What you should do:
Nothing in the entries below may be altered; print them as they stand.

Data for review:
==================================================

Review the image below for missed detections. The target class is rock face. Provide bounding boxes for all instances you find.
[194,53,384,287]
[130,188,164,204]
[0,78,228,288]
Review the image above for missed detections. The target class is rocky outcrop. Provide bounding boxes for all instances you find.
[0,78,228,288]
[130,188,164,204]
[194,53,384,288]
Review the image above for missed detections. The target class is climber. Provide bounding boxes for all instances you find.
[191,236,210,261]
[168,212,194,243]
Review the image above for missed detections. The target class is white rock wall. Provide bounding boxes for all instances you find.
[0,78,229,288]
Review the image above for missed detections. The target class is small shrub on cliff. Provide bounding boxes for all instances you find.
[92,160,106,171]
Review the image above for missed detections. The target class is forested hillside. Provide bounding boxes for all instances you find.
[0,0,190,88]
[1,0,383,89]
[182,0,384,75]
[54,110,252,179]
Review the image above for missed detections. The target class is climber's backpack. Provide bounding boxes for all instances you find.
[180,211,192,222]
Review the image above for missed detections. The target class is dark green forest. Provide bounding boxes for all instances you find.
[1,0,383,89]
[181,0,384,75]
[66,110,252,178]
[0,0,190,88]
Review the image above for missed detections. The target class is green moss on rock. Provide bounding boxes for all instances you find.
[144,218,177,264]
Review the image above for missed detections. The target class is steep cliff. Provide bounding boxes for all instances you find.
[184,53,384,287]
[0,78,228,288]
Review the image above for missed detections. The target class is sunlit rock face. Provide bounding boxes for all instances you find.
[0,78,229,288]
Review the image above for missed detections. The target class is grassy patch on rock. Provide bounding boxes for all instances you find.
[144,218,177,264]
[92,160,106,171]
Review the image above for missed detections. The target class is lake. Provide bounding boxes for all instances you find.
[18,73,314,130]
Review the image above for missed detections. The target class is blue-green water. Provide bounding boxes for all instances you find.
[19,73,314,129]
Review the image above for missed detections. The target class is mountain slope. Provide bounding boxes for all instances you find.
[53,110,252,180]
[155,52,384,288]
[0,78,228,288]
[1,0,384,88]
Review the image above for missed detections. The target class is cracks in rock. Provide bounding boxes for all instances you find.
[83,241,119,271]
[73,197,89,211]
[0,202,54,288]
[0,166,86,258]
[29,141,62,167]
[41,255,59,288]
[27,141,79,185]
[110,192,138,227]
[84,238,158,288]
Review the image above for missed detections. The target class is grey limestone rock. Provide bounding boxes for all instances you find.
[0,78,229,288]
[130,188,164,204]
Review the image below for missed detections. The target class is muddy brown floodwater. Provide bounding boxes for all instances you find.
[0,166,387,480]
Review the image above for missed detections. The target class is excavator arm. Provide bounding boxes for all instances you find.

==================================================

Output for this exercise:
Review the image below for missed detections. The target class is rock face. Provide bounding boxes for all instances you find.
[194,53,384,287]
[130,188,164,204]
[0,78,228,288]
Review the image above for missed detections. The target class is rocky outcrop. Provide bounding boxes for all instances you find.
[0,78,228,288]
[130,188,164,204]
[194,53,384,288]
Review the image above for missed detections. The target class is climber. Provide bounding boxes for all instances you find.
[191,236,210,261]
[168,212,194,243]
Review the image above for missed detections. The target class is white rock wall. Provide bounding boxes for all instances you find.
[0,78,229,288]
Review the image above for missed detections. The target class is small shrub on cliff. Provide bounding boxes for all instances you find.
[92,160,106,171]
Review the image above for missed detections. The target class is forested hillside. Provide bounding boxes for all instances you find.
[0,0,190,88]
[1,0,383,89]
[182,0,384,75]
[54,110,252,179]
Review the image above for missed detections. The target class is climber's backpack. Provide bounding boxes for all instances you find.
[180,211,192,222]
Review the image above for missed detections. The target class is dark green forest. Provide bounding boxes for all instances you find.
[1,0,383,89]
[181,0,384,75]
[66,110,252,178]
[0,0,190,88]
Review the image above for missed detections. The target class is green moss on rock. Provide bounding boxes for all instances you find.
[144,218,177,264]
Review the image above for missed detections. The target class is steep cliff. Provide bounding boxes for all instances you find.
[184,53,384,287]
[0,78,228,288]
Review the image above for missed detections. The target class is sunlit rock face. Provide bounding boxes for all instances you find.
[0,78,229,288]
Review the image above for missed detections. The target class is grassy patch on rock. Provide bounding boxes for all instances you find.
[144,218,177,264]
[92,160,106,171]
Review the image above for missed detections. The target class is lake. Provide bounding boxes for all instances you find.
[18,73,314,130]
Review the image above for missed detections. The target class is blue-green water. Provide bounding boxes for all instances you find.
[19,73,314,129]
Review the image above for missed detections. The target class is mountain slope. Provide bounding boxes for all instances you find.
[53,110,252,180]
[155,52,384,288]
[0,78,228,288]
[1,0,384,88]
Review the image above for missed detections. The target class is cracks in rock. Provide bounding boxes for all instances you find.
[83,241,119,271]
[73,197,89,211]
[0,202,54,288]
[0,166,86,258]
[29,141,62,167]
[41,255,59,288]
[27,141,79,185]
[110,192,138,227]
[84,238,158,288]
Review the image above for missed detections. The target class is grey limestone rock. Provide bounding boxes for all instances you find.
[0,78,229,288]
[130,188,164,204]
Review the image below for missed detections. The target class is muddy brown floodwater. Provide bounding boxes for all instances you find.
[0,166,387,480]
Review the image above for missed detections. The target class is excavator arm. Provide bounding boxes for all instances you find.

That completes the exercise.